▸ Supplied passage
_ _ _ _
Recreating HearthArena Card Ranking Algorithm with Tensorflow

8 min readJan 21, 2021

In this article, I will be sharing my journey recreating the deckbuilding tool offered by HearthArena for the virtual card game Hearthstone.

What is Hearthstone and HearthArena?

For those that don’t know, Hearthstone is a strategy card game where the aim is to build a deck of 30 cards and face off against opponents, with whoever bringing their opponent down to 0 health first winning. In the Arena game mode, players draft a deck of 30 cards one card at a time, choosing between 3 cards each time.

With many strategies to win in a game of Hearthstone, players consider many factors when deciding which card to pick like:

Mana curve — when cards can be played is restricted by how much mana you have, so it’s important to have a deck that curves out (allows you to play cards every turn)
_ _ _ _
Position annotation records

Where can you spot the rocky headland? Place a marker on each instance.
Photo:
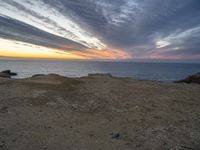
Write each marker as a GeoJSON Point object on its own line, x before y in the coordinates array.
{"type": "Point", "coordinates": [98, 112]}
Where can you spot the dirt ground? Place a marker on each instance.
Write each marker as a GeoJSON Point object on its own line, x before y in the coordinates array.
{"type": "Point", "coordinates": [98, 112]}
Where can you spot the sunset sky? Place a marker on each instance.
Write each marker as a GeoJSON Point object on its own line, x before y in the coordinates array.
{"type": "Point", "coordinates": [100, 29]}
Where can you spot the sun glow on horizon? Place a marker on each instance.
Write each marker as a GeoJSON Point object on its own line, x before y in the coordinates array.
{"type": "Point", "coordinates": [24, 50]}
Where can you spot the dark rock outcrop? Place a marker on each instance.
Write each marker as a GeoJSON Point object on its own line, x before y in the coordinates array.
{"type": "Point", "coordinates": [195, 78]}
{"type": "Point", "coordinates": [7, 74]}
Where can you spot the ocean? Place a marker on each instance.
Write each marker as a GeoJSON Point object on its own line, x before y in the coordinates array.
{"type": "Point", "coordinates": [138, 70]}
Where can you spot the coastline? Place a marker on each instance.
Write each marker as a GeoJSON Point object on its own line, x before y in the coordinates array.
{"type": "Point", "coordinates": [97, 112]}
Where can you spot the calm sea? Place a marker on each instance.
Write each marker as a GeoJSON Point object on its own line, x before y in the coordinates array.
{"type": "Point", "coordinates": [136, 70]}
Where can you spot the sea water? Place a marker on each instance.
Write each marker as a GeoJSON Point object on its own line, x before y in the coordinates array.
{"type": "Point", "coordinates": [137, 70]}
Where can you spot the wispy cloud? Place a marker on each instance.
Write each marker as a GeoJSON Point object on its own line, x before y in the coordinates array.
{"type": "Point", "coordinates": [122, 28]}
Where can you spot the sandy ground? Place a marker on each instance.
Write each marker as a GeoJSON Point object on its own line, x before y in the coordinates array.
{"type": "Point", "coordinates": [98, 113]}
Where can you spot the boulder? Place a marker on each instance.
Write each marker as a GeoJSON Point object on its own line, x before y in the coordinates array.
{"type": "Point", "coordinates": [195, 78]}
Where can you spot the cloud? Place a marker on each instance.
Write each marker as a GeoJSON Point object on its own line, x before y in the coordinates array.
{"type": "Point", "coordinates": [137, 28]}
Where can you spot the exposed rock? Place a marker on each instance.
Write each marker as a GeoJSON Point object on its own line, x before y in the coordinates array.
{"type": "Point", "coordinates": [38, 75]}
{"type": "Point", "coordinates": [7, 74]}
{"type": "Point", "coordinates": [195, 78]}
{"type": "Point", "coordinates": [4, 75]}
{"type": "Point", "coordinates": [100, 74]}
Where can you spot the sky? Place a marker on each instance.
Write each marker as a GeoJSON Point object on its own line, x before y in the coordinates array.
{"type": "Point", "coordinates": [100, 29]}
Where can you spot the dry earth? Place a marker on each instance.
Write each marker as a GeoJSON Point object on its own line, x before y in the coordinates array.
{"type": "Point", "coordinates": [98, 112]}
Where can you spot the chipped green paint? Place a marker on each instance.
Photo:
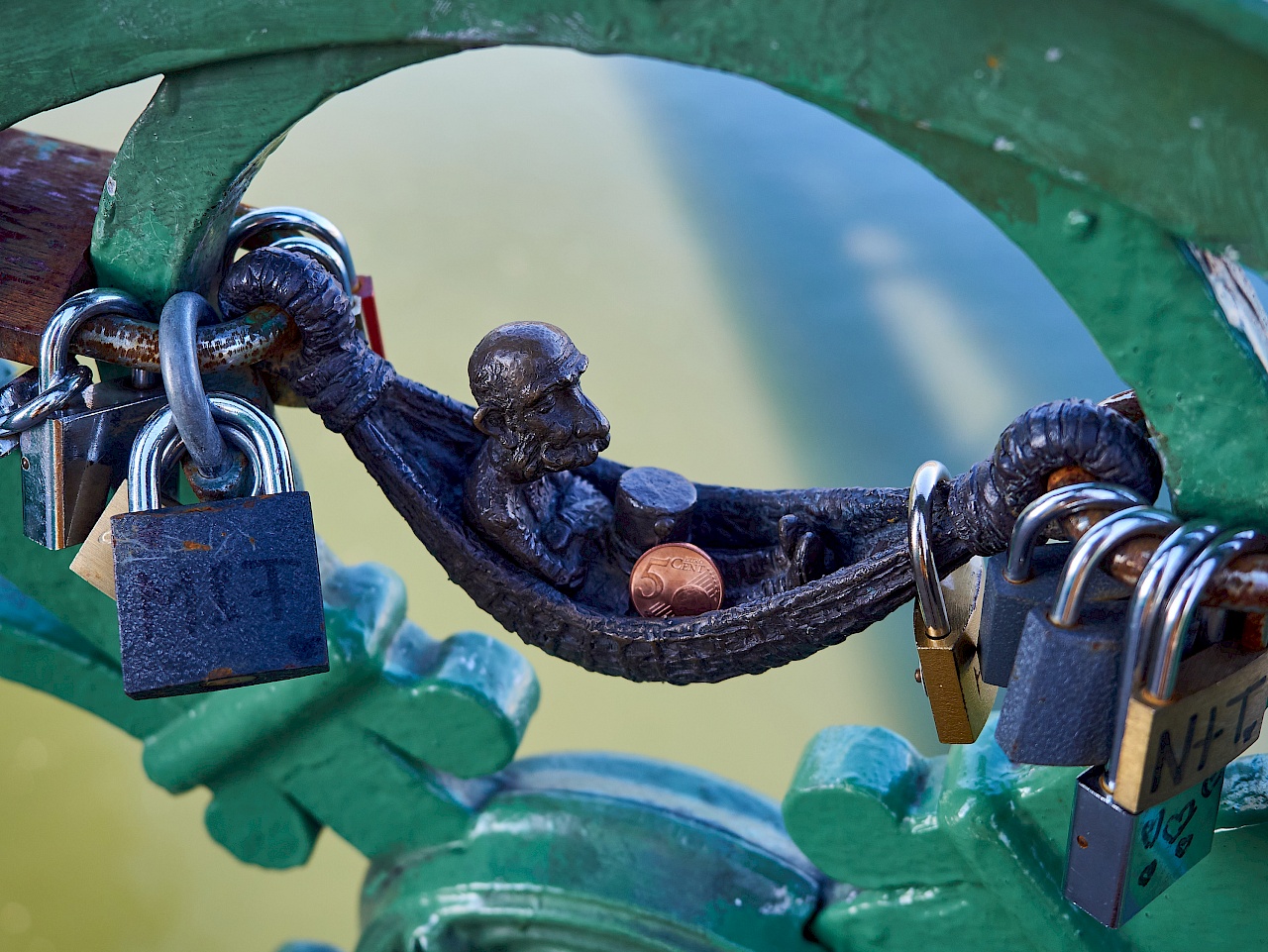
_ _ _ _
▸ Instructions for the task
Can you copy the stretch of the HearthArena article above from "8 min readJan" through "card game Hearthstone.", word for word?

▸ Solved problem
8 min readJan 21, 2021

In this article, I will be sharing my journey recreating the deckbuilding tool offered by HearthArena for the virtual card game Hearthstone.